Point annotations for photos
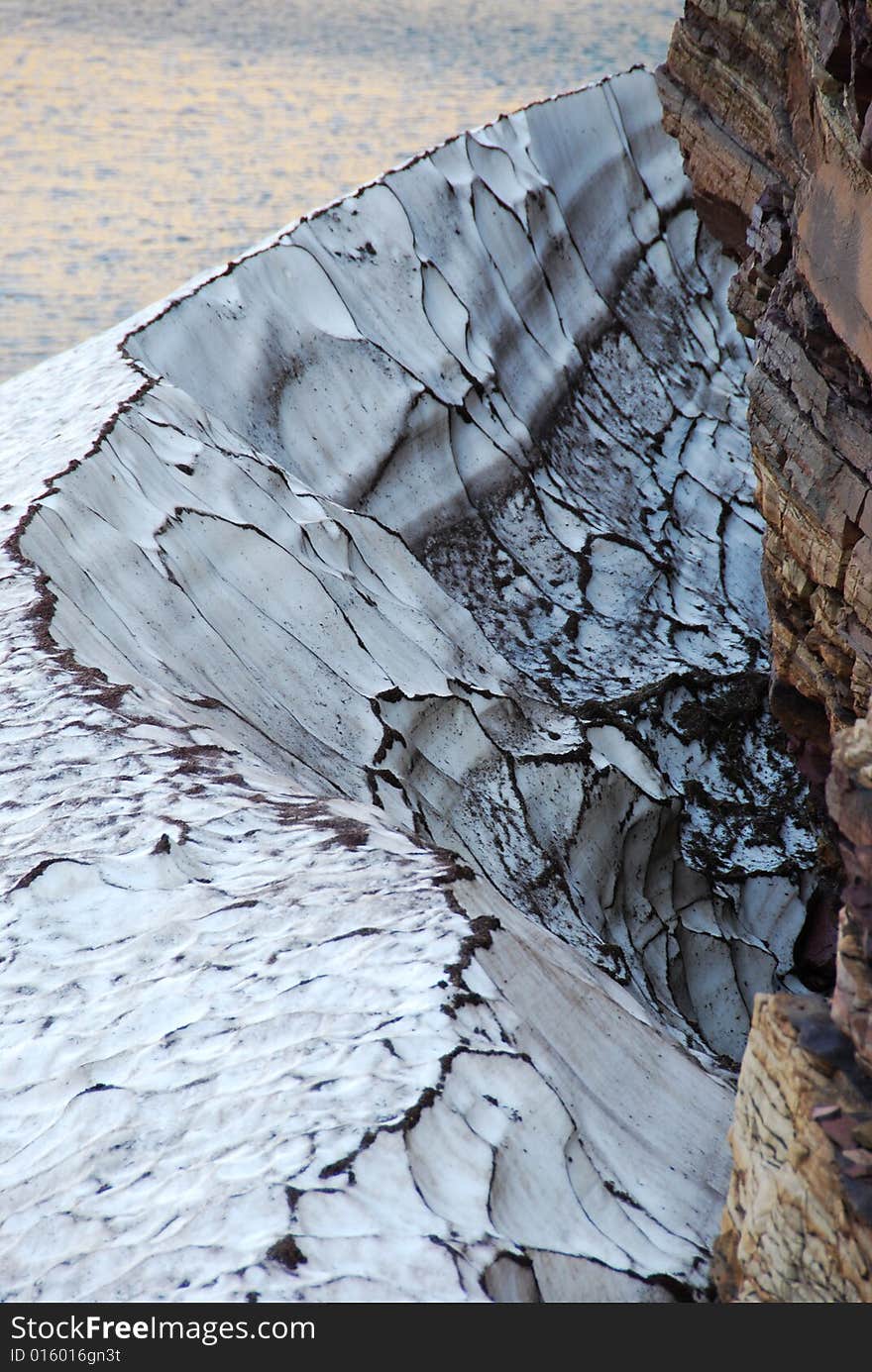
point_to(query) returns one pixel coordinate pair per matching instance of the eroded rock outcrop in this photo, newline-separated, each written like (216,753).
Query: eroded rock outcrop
(771,103)
(395,833)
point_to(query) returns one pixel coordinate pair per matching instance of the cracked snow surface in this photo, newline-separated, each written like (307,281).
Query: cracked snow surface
(394,837)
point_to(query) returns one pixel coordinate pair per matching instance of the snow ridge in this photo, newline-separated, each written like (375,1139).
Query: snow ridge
(373,929)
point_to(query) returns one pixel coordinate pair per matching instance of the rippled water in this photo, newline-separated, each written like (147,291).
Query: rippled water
(145,140)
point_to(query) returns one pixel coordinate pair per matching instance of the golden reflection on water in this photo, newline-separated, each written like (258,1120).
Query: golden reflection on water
(129,166)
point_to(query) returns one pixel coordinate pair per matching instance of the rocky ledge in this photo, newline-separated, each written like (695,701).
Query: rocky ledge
(772,104)
(394,832)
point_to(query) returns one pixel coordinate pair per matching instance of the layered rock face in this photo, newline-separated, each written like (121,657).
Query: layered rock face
(771,102)
(394,834)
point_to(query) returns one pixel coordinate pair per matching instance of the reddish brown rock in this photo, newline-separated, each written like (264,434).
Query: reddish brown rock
(772,104)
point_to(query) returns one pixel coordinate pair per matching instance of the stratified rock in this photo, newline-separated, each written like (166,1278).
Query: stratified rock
(394,832)
(797,1225)
(771,103)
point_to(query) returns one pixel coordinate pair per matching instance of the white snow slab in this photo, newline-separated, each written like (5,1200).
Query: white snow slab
(382,883)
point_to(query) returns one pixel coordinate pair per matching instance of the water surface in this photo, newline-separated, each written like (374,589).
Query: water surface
(143,142)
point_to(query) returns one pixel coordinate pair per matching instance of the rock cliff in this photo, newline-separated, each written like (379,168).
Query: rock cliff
(772,104)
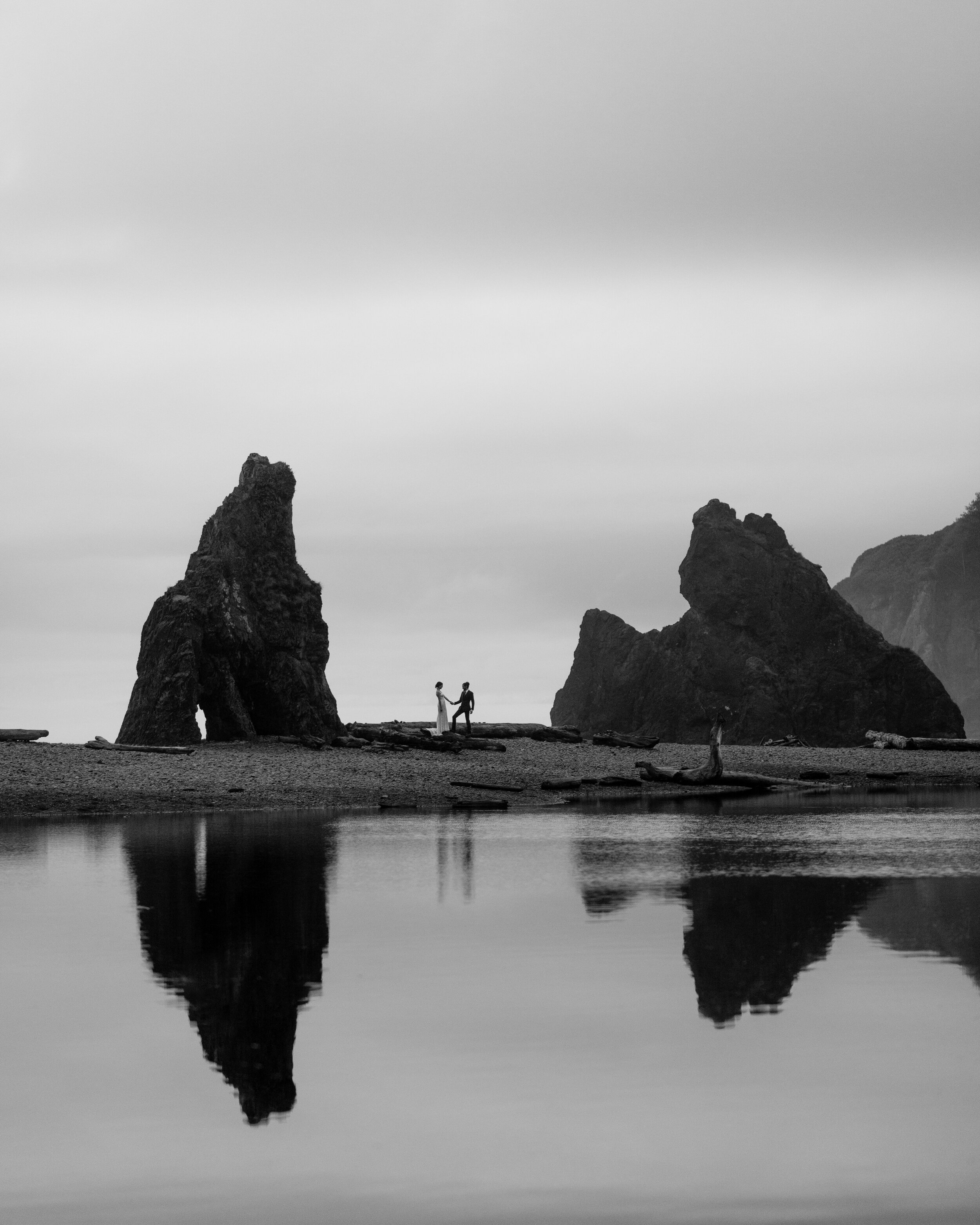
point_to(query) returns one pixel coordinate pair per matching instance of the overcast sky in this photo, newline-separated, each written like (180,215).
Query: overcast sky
(515,288)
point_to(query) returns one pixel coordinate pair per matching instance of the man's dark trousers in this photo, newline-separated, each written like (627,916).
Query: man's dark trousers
(465,710)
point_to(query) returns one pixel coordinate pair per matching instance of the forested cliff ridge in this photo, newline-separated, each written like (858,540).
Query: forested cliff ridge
(923,592)
(767,637)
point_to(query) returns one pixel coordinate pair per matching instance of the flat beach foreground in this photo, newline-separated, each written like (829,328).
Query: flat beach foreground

Goal
Please change "pixel coordinate pair" to "pixel location" everywhere it occurs in the lines above, and write all the lines out again with the pictures left out.

Exercise result
point_to(query) returns one pixel location per matching instance of the eroded rock outcrop in this photo, newline-separated, each written like (216,753).
Query: eroded rock outcrop
(771,103)
(395,833)
point_to(query) returns one pixel location per matching instance of the cracked snow surface in this photo, newline-separated, each written like (307,281).
Query: cracked snow surface
(394,837)
point_to(query) returns one pixel location per matching instance of the snow ridge in this photo, newline-separated, each written like (375,1139).
Query: snow ridge
(373,929)
point_to(query) returns one pixel location per matching instance of the rippled water in this photo, newline-separated, each written like (147,291).
Query: rippled water
(145,140)
point_to(query) returns one pixel location per matching instance of the golden reflection on water in this photo, newline-separated, each written like (258,1120).
Query: golden reflection on water
(129,166)
point_to(query) returns one pixel location per matching instance of the rocky ledge in this photo, newline-separated, each written like (695,701).
Query: rocky ledge
(772,104)
(394,832)
point_to(query) returns one pixel location per matching instance of the layered rock face in this photo, newline-separated, each written like (121,657).
Query: layered rock face
(771,102)
(394,834)
point_to(query) returns one pixel location per matching instance of the reddish brown rock in this photo, newline-separated, each written like (264,434).
Query: reddish brown rock
(772,104)
point_to(query) returns one pixel location per matching instance of the stratified rock in this photo, newline-separated, each written like (166,1278).
Query: stratified rock
(394,832)
(797,1225)
(771,103)
point_to(query) returns one pixel location per matching instance of the white snow slab in this photo, newline-separated, each written like (5,1200).
Query: white snow slab
(382,883)
point_to(query) returns one pixel location per matching instance of the water surface in this photo, newline-separated, each written like (374,589).
Query: water surface
(143,142)
point_to(query) returns one pixel location per matching instance of the rock cliff in this photo, newline-separated, each written like (379,168).
Query: rock cliff
(772,104)
point_to(query) returns one pixel location per matching instance of the overcast sky in this photo, newline-separated, each written like (180,215).
Query: overcast sky
(515,288)
point_to(query) returns one pixel location per matching instance of the man's dark trousers in this photo, newline-separated, each written like (627,916).
Query: man's dark trousers
(465,710)
point_to(query) returns one pixel location per matching instance of the forested cliff ridge in this photo, newline-separated, each written like (858,540).
Query: forested cliff ridge
(923,592)
(767,637)
point_to(query) returns one pixel location per matching instance of the flat beach foreground in this photo, newline-separated, each written like (829,328).
Query: flat beach foreground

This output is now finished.